Working data Block Start

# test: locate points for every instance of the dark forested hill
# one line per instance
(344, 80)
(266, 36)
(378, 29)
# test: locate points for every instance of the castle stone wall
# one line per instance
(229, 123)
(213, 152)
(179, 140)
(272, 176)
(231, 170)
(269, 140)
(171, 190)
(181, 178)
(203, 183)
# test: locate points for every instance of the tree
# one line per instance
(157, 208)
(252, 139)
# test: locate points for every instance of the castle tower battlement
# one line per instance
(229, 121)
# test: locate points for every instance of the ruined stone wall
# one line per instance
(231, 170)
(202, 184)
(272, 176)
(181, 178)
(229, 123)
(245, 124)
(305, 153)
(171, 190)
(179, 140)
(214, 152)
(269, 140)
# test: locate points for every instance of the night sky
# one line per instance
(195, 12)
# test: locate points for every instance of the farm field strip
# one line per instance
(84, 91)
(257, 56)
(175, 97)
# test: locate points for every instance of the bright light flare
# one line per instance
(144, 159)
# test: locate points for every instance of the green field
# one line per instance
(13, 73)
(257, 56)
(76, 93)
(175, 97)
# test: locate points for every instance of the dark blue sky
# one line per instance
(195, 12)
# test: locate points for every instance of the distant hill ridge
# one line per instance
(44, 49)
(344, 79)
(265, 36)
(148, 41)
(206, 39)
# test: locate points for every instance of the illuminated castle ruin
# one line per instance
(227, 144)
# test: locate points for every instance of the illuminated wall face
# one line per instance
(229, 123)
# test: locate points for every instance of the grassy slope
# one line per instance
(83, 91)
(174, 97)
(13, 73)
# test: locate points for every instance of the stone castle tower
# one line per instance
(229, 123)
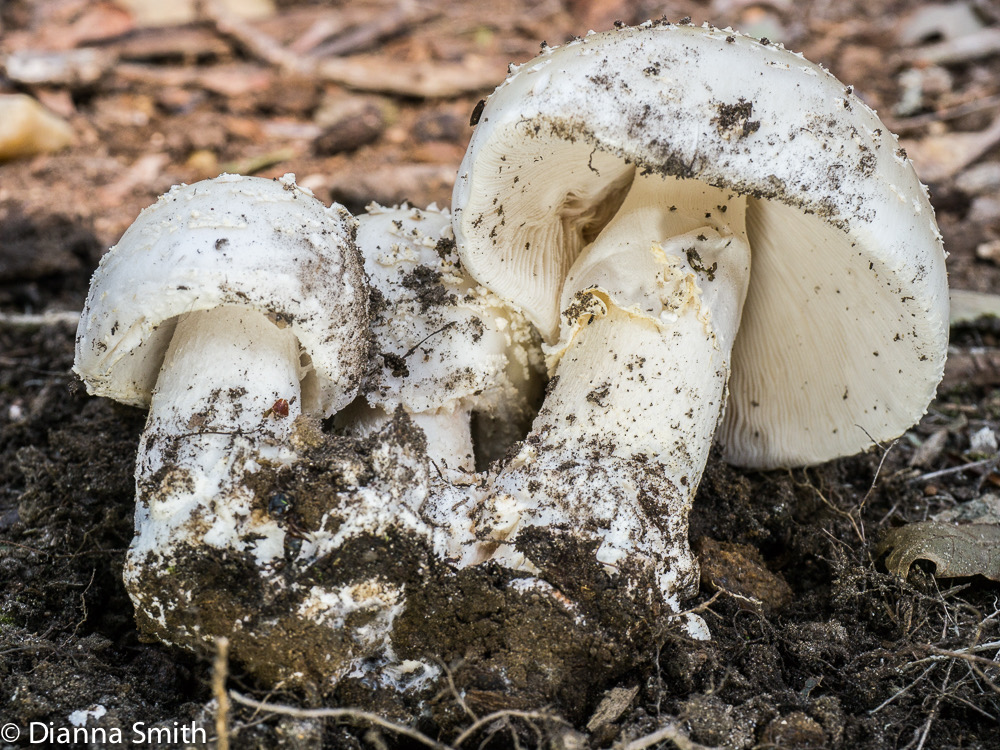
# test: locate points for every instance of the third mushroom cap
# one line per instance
(717, 240)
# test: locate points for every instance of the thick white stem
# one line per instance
(651, 309)
(226, 396)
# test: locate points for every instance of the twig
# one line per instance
(32, 320)
(255, 43)
(959, 110)
(955, 469)
(385, 26)
(669, 732)
(899, 693)
(526, 715)
(350, 714)
(220, 671)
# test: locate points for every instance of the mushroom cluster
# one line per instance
(744, 259)
(697, 237)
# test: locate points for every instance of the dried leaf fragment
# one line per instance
(956, 551)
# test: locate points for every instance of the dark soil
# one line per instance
(815, 644)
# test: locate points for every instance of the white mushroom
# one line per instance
(460, 363)
(229, 308)
(716, 239)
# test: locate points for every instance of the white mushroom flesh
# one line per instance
(836, 340)
(650, 312)
(226, 397)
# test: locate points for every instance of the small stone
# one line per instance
(27, 128)
(983, 441)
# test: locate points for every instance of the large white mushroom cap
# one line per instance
(247, 242)
(844, 329)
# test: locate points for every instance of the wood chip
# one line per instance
(939, 157)
(614, 703)
(978, 367)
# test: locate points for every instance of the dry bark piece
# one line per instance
(956, 551)
(739, 570)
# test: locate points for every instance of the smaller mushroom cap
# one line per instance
(266, 245)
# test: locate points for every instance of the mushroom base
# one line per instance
(616, 453)
(325, 604)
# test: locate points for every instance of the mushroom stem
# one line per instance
(214, 413)
(650, 312)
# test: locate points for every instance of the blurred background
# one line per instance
(105, 105)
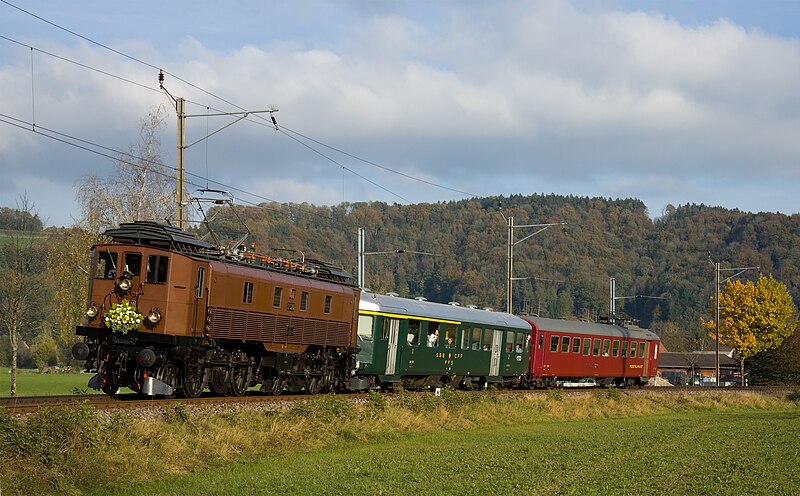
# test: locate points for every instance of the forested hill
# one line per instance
(670, 257)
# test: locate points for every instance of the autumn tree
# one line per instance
(140, 188)
(753, 316)
(22, 282)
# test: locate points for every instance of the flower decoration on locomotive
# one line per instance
(123, 317)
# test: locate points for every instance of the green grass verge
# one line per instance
(30, 383)
(480, 443)
(701, 453)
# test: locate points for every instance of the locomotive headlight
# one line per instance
(154, 317)
(92, 311)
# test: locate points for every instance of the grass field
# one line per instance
(602, 442)
(698, 453)
(30, 383)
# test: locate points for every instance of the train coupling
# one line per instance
(152, 387)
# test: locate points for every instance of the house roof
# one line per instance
(696, 359)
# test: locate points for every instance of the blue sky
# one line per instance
(671, 102)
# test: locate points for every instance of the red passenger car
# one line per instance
(571, 353)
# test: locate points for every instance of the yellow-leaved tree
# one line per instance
(753, 317)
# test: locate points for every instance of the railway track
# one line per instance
(21, 405)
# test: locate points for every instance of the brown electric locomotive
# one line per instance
(172, 314)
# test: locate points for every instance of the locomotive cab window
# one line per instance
(304, 301)
(157, 269)
(106, 265)
(133, 263)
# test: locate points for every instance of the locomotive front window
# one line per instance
(106, 265)
(157, 269)
(133, 263)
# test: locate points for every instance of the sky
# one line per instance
(671, 102)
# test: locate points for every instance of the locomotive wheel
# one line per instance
(193, 381)
(219, 380)
(239, 381)
(313, 384)
(168, 374)
(275, 386)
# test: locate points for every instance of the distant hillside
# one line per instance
(605, 238)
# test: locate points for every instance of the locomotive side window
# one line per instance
(157, 269)
(106, 265)
(365, 327)
(465, 333)
(304, 301)
(476, 338)
(413, 332)
(248, 293)
(133, 263)
(449, 336)
(201, 275)
(520, 341)
(509, 342)
(488, 334)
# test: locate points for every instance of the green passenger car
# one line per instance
(422, 344)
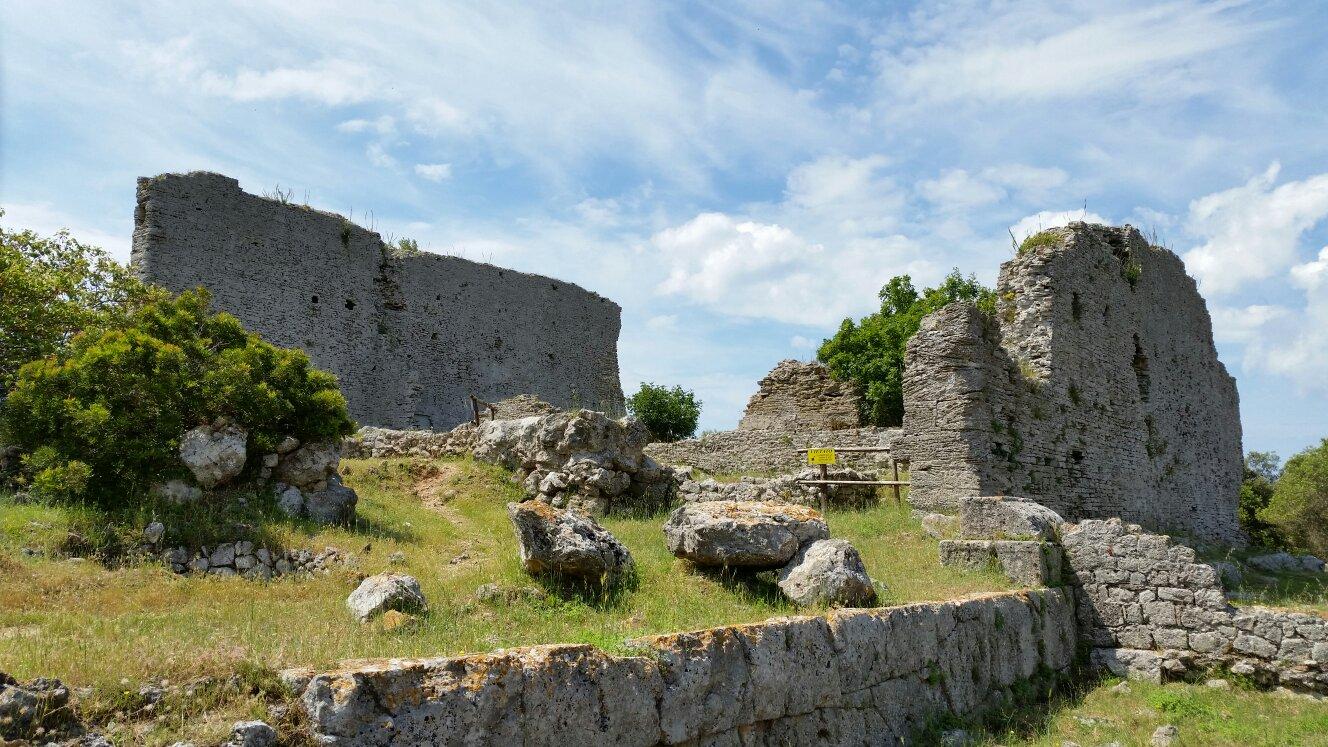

Working data Block End

Instructions for the task: Please copy out the entries above exactly as they appear, but skip their images.

Output for this exercise:
# test: locate points for every instance of the dark forested hill
# one line per instance
(344, 80)
(266, 36)
(378, 29)
# test: locate points for every instance of the castle stone wall
# one line per instance
(229, 123)
(213, 152)
(179, 140)
(272, 176)
(231, 170)
(269, 140)
(171, 190)
(181, 178)
(203, 183)
# test: locate points for every instance of the tree
# one line per instance
(157, 208)
(252, 139)
# test: locate points for every instance of the castle tower battlement
# one line per instance
(229, 121)
# test: locate points for every instance of the ruined stone wall
# one line per instance
(231, 170)
(202, 184)
(272, 176)
(181, 178)
(229, 123)
(245, 124)
(305, 153)
(171, 190)
(179, 140)
(214, 152)
(269, 140)
# test: locate points for every instance of the night sky
# one line per instance
(195, 12)
# test: locate points for every instance of the farm field strip
# one line per instance
(84, 91)
(257, 56)
(175, 97)
# test: locate points for every instance of the bright light flare
# one line per instance
(144, 159)
# test: locate points for every instance of the green field
# one line per instance
(13, 73)
(257, 56)
(76, 93)
(175, 97)
# test: locate points for every instance of the dark blue sky
# one line per instance
(195, 12)
# test: locate points for every instance of the distant hill ridge
# one line per instance
(44, 49)
(344, 79)
(265, 36)
(148, 41)
(206, 39)
# test: locate points for every instance of the illuminated castle ruin
# one line per instance
(227, 144)
# test: locate points for every instance of the illuminated wall face
# one line per instance
(229, 123)
# test: locate points for every instance of the grassy slope
# one line per instance
(83, 91)
(174, 97)
(13, 73)
# test: locate points for every instance of the stone castle tower
# one line per instance
(229, 123)
# test: locate points for every instance of the third mushroom cap
# one line per instance
(717, 240)
# test: locate points for every instance of the thick white stem
# one line per instance
(651, 309)
(226, 396)
# test: locate points for every instance of the twig
# one line per instance
(32, 320)
(255, 43)
(959, 110)
(955, 469)
(385, 26)
(669, 732)
(899, 693)
(526, 715)
(350, 714)
(220, 671)
# test: locate points for every instance of the mushroom cluster
# one line per instance
(744, 259)
(697, 237)
# test: locate points for every instance of the dried leaf fragment
# one line per instance
(956, 551)
# test: locate points for every instance of the dark soil
# one line per instance
(815, 644)
# test: locate points for every instance of the white mushroom
# one line per instance
(460, 363)
(229, 308)
(716, 239)
# test: locate points for every instance of the white mushroom flesh
# one line per instance
(836, 340)
(650, 312)
(226, 397)
# test: locate points for every instance of the small stone
# one line per instance
(27, 128)
(983, 441)
# test: locate points for every instance of the large white mushroom cap
# one line per instance
(247, 242)
(844, 329)
# test: locate points for every instance of the wood chip
# one line per instance
(939, 157)
(614, 703)
(978, 367)
# test: locate points for every instance of the dry bark piece
# one line per instance
(956, 551)
(739, 570)
# test: locate points for every instance of the smaller mushroom cap
# one line per instance
(266, 245)
# test: locate points for every instance of the mushroom base
# one line per instance
(616, 453)
(325, 604)
# test: locate points for every instance of the mushroom stem
# one line per instance
(214, 413)
(650, 312)
# test: locate points for every instance of the blurred background
# one line per instance
(105, 105)
# test: locate points for every instance of the forested hill
# one line per instance
(670, 257)
# test: locate points for every instance of the autumn tree
# one line per instance
(140, 188)
(753, 316)
(22, 282)
# test: locate points for every instance of the flower decoration on locomotive
# one line per instance
(123, 317)
# test: locate points for every instance of the green grass verge
# one line per instance
(30, 383)
(480, 443)
(701, 453)
# test: locate points for every instance of the locomotive headlight
# one line per instance
(154, 317)
(92, 311)
# test: locate points for every instance of the grass field
# one line per instance
(602, 442)
(698, 453)
(30, 383)
# test: locate points for every instance of the train coupling
# one line per instance
(152, 387)
# test: locate points for every instance of the house roof
# one line per instance
(696, 359)
# test: locate points for every instance of the blue sky
# one line per instance
(671, 102)
# test: locate points for every instance of the red passenger car
# one line per instance
(571, 353)
# test: locate points for every instance of the yellow-leaved tree
# one line per instance
(753, 317)
# test: locate points for every instance of the railway track
# one line per instance
(21, 405)
# test: locate points for every instance of the brown electric locomotive
# one line per instance
(172, 314)
# test: locate points for every instance of the locomotive cab window
# one line per instance
(304, 301)
(157, 269)
(106, 265)
(133, 263)
# test: locate points for every instance of the locomotive front window
# one line per instance
(106, 265)
(157, 269)
(133, 263)
# test: locate points for every instance of the sky
# one line per instance
(671, 102)
# test: locate points for every instance of the locomotive wheel
# one line per instance
(193, 381)
(219, 380)
(239, 381)
(313, 384)
(168, 374)
(275, 386)
# test: locate points for every instance of the distant hillside
# one line per instance
(605, 238)
# test: locate points for every instance of the locomotive side window
# one line per instance
(157, 269)
(106, 265)
(365, 327)
(465, 333)
(304, 301)
(476, 338)
(413, 332)
(248, 293)
(133, 263)
(449, 336)
(201, 275)
(520, 341)
(509, 342)
(488, 334)
# test: locate points for every instance of the green passenger car
# one line per instance
(422, 344)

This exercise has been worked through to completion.